→ Short task a: Copy the entries from the line containing "the green field" through the line containing "the yellow metal", character for character.

Consumer Reports bought and tested 17 of the most widely sold programmable and manual slow cookers, including three models from the venerable Crock-Pot brand. You'll also see slow cookers from All-Clad, Black+Decker, Calphalon, Chefman, Crux, Elite, Hamilton Beach, Kalorik, KitchenAid, and Pioneer Woman in our slow-cooker ratings.

All of the models are oval, a shape that accommodates roasts and other large cuts of meat better than a round slow cooker can. The tested models range from $30 to $170.

Past tests have found that any slow cooker can turn out tender, delicious garlic honey chicken. The real challenge? Beef stew with potatoes and carrots, which is why, in our latest tests, we cooked pots and pots of it on high heat for 5 hours, then cooked the same dish on low heat for 8 hours. Staffers sampled the results, weighing in on taste and tenderness.

"There's a big difference in performance among the 13 programmable slow cookers we tested," says Ginny Lui, CR's head tester for these countertop appliances. "The best cooker served up tender meat and veggies in 5 hours, but in the lowest-scoring cookers, the vegetables were firm and the meat was tough even after 8 hours."

Performance didn't vary widely among the four manual models. These cookers don't have a timer and don't switch to keep-warm mode when cooking is done. So you’ll have to plan your schedule around your pot roast. But at $30 to $40, they're far less expensive than their programmable cousins.

Read on for ratings and reviews of five of the best slow cookers, based on CR's tests, listed here in alphabetical order. For all the details and even more options, check our slow-cooker ratings and buying guide.

CR’s take: With a capacity of 5.3 quarts, the Calphalon Digital programmable slow cooker earns a Very Good score in our low-setting test. It turns out beef stew with fairly tender meat and veggies in 8 hours, and about the same when cooked on the high setting for 5 hours. It weighs just 7 pounds, and the aluminum pot is round and has a ceramic nonstick coating, the only one in our ratings with that feature. There's another feature that sets this model apart: You can use the pot on any type of range to sear, sauté, or brown food before slow cooking. Program this cooker for up to 20 hours, and the auto-warm setting lasts 4 hours. The warranty is for three years.

CR’s take: The 6-quart Crock-Pot Cook & Carry has a ceramic pot, a hinged lid that locks, and a handle on the lid to help make carrying this 12-pound appliance easier. It’s 1 of 4 programmable models tested that garners an Excellent in our low-setting tests, meaning it can serve up deliciously tender beef and veggies in 8 hours. It’s impressive on the high setting, too. You can also program the Crock-Pot for up to 20 hours. Once cooking time ends, this cooker moves into keep-warm mode for up to 4 hours. Wrap the cord around the notches on the back of the cooker for neater storage. The warranty is for one year.

→ Short task b: According to the slow-cooker review, what can the Calphalon pot be used to do on any type of range before slow cooking? List each of these actions.

→ Given data:
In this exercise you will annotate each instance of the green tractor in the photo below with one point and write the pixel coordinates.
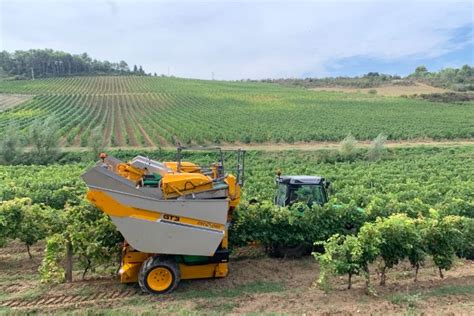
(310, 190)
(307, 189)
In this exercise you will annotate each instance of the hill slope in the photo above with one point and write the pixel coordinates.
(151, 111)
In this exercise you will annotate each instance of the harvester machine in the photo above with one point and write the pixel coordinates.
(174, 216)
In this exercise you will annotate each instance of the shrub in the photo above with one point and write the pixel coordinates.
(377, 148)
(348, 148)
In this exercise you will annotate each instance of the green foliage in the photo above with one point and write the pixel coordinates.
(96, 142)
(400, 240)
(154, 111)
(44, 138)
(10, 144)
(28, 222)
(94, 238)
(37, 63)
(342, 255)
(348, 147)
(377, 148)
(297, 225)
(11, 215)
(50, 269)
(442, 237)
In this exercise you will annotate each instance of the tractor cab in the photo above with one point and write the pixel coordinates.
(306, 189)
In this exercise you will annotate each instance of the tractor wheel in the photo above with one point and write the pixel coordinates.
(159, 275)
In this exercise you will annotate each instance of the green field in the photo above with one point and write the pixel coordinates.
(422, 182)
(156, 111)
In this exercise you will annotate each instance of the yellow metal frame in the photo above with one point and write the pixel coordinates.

--

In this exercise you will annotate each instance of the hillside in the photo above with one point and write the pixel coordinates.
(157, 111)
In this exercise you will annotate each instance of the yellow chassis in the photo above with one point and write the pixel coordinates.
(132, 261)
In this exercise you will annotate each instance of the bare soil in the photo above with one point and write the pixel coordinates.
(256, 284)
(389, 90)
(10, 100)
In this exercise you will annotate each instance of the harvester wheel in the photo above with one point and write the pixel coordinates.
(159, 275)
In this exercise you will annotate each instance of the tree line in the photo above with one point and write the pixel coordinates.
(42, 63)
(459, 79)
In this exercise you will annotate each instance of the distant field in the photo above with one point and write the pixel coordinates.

→ Written answer a:
In this exercise you will annotate each instance of the green field in the photo above with one point and write the pixel coordinates.
(422, 182)
(156, 111)
In this exercise you will annotate each instance of the yellow metal frame in the photo above with one point and write the pixel coordinates.

→ Written answer b: sear, sauté, brown